## Exercise instructions
Which lines in the entries below contain the word "check"? Return each such line in full, treating uppercase and lowercase letters as different.

Excerpts of labeled region data
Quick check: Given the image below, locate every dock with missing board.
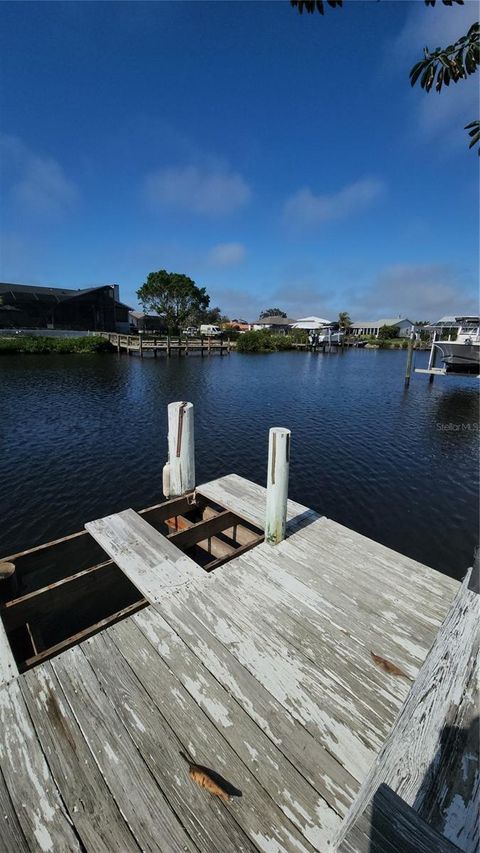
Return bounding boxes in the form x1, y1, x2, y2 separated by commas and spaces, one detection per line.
0, 475, 475, 853
98, 332, 232, 358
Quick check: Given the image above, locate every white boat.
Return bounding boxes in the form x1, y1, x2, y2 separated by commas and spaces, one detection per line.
434, 323, 480, 373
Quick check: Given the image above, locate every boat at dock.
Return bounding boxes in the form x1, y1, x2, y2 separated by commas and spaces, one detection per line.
434, 323, 480, 374
0, 401, 479, 853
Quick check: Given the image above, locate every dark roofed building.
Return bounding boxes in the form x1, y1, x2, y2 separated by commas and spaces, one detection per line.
253, 314, 297, 334
0, 283, 129, 332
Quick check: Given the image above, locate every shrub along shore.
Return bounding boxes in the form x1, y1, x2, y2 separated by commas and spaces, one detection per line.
0, 335, 114, 355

## Answer below
Quick check: Given the image below, locate every dock with missing board.
Quick check: Given the image above, locate every white boat.
Quick check: Given the image above, locate every boat at dock.
Quick check: Given the image above, locate every dark roofed building.
Quick check: Given the image above, locate every shrub along shore.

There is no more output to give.